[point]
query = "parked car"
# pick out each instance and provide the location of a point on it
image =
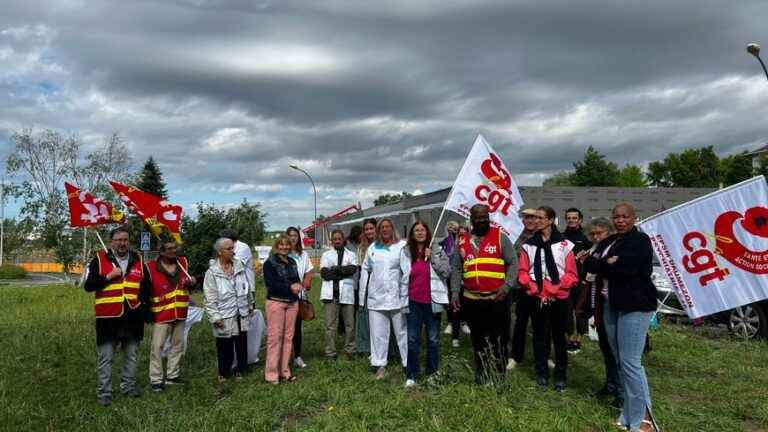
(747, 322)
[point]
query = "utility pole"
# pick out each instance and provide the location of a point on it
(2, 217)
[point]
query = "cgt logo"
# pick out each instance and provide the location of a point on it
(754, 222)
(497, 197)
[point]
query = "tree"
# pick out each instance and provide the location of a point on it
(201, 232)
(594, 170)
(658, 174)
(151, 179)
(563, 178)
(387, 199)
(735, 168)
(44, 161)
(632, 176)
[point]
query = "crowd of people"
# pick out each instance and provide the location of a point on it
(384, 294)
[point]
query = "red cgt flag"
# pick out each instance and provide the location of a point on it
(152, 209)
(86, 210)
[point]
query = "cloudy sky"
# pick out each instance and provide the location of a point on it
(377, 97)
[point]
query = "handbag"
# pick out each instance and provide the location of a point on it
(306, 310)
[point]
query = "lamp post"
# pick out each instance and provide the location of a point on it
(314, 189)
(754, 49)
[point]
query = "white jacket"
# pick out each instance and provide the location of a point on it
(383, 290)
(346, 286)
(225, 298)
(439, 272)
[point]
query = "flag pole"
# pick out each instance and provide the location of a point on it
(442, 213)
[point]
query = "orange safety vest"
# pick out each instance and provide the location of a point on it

> [What you need to do]: Please rewrite all of the rows above, replacing "pick out each instance" with "mark every instance" wherever it occurs and leaving everything else unchanged. Omit the pictures from your answer.

> [Response for this exercise]:
[point]
query = "parked car"
# mark every instance and provide the location of a point on it
image =
(747, 322)
[point]
query = "utility pole"
# mark every instance and provide the location of a point on it
(2, 217)
[point]
query = "cgt logo"
# mark every instance and provide the location of a point on it
(754, 222)
(497, 197)
[point]
query = "tree"
# mark every instance and provide the location of a point on it
(201, 232)
(594, 170)
(658, 174)
(151, 179)
(563, 178)
(387, 199)
(735, 168)
(44, 161)
(632, 176)
[point]
query = "crowd of people"
# mark every instance and provide the location of a point on it
(384, 294)
[point]
query = "red cgt flag"
# mark every instance and provide the location of a point on it
(152, 209)
(86, 210)
[point]
query = "cloudy sky"
# mark every instance and provide the location of a point on it
(377, 97)
[point]
query = "handbag"
# mark every instance and provide the location of a point on it
(306, 310)
[point]
query = "lamp post"
# mark every instance and provide the location of a point on it
(314, 189)
(754, 49)
[point]
query = "white jacket"
# mark every instance and provide the location of a point on it
(383, 290)
(346, 286)
(225, 298)
(439, 272)
[point]
query = "flag pole"
# mark every instance and provide the location of a point on it
(442, 213)
[point]
query = "orange safety vest"
# mark every instance and provide the location of a point on it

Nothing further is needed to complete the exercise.